Adriano un grande
imperatore che preferiva l’amore alla guerra.
Iniziò il suo regno da
tiranno spietato e vendicativo, ma ben presto si rivelò un uomo colto,
tollerante, illuminato gestore dell’Impero, regalando a Roma una lunga stagione
di pace e prosperità. Questo gli permise di riorganizzare lo stato, di
occuparsi di arte e poesia, oltre a dedicarsi alle sue passioni, forse non
tutte lodevoli.
(Musei Capitolini, Roma)
Adriano
era nipote di Traiano (figlio di un fratello), che diventò il suo tutore
spiando il padre si spense per morte prematura e il bambino aveva appena 10
anni. Erano arrivati entrambi dalla città Romana di Italica, nella Spagna
meridionale, in corrispondenza della moderna Santiponce, vicino a Siviglia.
Perché Traiano abbia scelto proprio Adriano come successore al trono resta
difficile da capire. Nonostante la comune origine ispanica e la stretta
parentela, erano infatti molto diversi tra loro. Traiano era soprattutt2o un
soldato, avido di gloria militare. Dopo la conquista della Dacia – l’attuale
Romania – si era lanciato in una guerra contro i Parti, sognando di emulare le
gesta di Alessandro Magno e rammaricandosi del fatto che l’età avanzata gli
avrebbe impedito di ottenere gli stessi risultati del grande macedone. In
effetti aveva conquistato la Mesopotamia e raggiunto le sponde del Golfo
Persico: era stato il primo e l’ultimo generale romano a navigare in quel mare
lontano e le sue flotte avevano devastato le coste dell’Arabia.
Ma il suo orgoglio per
aver portato i confini dell’impero agli estremi limiti orientali fu di breve
durata. Mantenere il controllo di quelle regioni desertiche, lontane migliaia
di chilometri dalle basi di rifornimento della Sira, era impossibile. Lo aveva
capito lui stesso, che morì in Cilicia di un colpo apoplettico mentre faceva
ritorno a Roma. E lo capì ancora meglio Adriano, che come primo atto del suo
governo rinunciò a quelle terre appena conquistate, ritirò le guarnigioni
dall’Armenia, dall’Assiria, dalla Mesopotamia e riportò il confine dell’impero
alle sponde dell’Eufrate, là dove aveva voluto Augusto.

# [CONSEGNA 1]
Traduca in inglese la seguente frase tratta dal testo su Adriano: «Erano arrivati entrambi dalla città Romana di Italica, nella Spagna meridionale, in corrispondenza della moderna Santiponce, vicino a Siviglia.»
Il testo su Adriano e i record costituiscono materiali distinti e indipendenti.

# [MATERIALE]

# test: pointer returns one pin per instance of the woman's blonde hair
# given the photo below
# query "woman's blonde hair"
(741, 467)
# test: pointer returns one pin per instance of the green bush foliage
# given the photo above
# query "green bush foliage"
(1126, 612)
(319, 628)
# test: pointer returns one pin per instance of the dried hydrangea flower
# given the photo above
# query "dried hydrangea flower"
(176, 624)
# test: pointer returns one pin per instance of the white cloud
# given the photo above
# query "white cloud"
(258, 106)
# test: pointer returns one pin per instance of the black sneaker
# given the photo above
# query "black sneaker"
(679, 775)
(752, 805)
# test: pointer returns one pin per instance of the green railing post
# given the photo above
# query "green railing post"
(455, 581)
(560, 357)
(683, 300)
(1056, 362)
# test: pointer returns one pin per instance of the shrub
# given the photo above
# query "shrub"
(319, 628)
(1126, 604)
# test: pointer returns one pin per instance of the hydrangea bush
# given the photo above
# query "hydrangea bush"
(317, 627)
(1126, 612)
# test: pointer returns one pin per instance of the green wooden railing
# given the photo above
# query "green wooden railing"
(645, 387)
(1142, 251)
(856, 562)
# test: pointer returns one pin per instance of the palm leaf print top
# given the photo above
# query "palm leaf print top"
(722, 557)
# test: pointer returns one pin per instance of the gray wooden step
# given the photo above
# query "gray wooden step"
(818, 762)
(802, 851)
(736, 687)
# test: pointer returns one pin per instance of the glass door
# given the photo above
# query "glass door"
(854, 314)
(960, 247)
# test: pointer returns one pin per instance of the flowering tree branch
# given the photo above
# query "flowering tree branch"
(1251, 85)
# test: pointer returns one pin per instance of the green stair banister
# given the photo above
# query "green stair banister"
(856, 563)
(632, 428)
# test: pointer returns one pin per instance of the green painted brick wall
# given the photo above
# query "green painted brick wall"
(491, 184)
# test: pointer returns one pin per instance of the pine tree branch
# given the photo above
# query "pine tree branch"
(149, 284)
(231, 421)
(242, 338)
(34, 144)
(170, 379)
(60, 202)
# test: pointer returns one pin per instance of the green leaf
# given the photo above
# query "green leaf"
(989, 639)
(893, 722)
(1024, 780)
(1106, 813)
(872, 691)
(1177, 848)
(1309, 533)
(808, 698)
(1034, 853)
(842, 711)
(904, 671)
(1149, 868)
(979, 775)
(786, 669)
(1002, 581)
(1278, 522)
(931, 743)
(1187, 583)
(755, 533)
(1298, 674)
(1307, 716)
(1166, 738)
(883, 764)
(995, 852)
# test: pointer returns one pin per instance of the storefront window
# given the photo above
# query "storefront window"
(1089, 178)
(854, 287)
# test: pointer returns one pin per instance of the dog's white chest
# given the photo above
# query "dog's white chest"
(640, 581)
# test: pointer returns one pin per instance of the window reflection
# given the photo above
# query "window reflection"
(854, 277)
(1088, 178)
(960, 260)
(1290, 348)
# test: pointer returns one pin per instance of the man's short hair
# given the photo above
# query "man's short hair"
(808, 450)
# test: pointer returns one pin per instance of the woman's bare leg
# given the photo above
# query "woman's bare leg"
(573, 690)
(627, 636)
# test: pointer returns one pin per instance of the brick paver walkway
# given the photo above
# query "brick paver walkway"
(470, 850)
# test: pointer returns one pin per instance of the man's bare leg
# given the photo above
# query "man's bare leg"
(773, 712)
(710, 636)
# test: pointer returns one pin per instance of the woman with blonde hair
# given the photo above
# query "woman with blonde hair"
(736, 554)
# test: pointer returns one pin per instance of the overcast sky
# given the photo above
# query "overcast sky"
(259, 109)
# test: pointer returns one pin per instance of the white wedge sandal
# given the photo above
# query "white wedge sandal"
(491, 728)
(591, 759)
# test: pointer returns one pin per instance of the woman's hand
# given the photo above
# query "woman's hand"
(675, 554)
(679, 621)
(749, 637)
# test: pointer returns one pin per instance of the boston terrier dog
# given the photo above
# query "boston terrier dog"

# [CONSEGNA 2]
Aggiorni i record dalla riga che contiene «the white wedge sandal» fino alla fine dei record, sostituendo «pointer» con «locator» e lasciando invariato tutto il resto. Riporti soltanto queste righe.

# [SOLUZIONE COMPLETA 1]
They had both come from the Roman city of Italica, in southern Spain, at the site of modern Santiponce, near Seville.

# [SOLUZIONE COMPLETA 2]
# test: locator returns one pin per instance of the white wedge sandal
# given the photo above
# query "white wedge sandal"
(491, 728)
(591, 759)
# test: locator returns one pin per instance of the woman's hand
# given the photo above
# query "woman's hand"
(675, 554)
(679, 621)
(749, 637)
# test: locator returns one pin per instance of the boston terrier dog
# given the photo above
# query "boston terrier dog"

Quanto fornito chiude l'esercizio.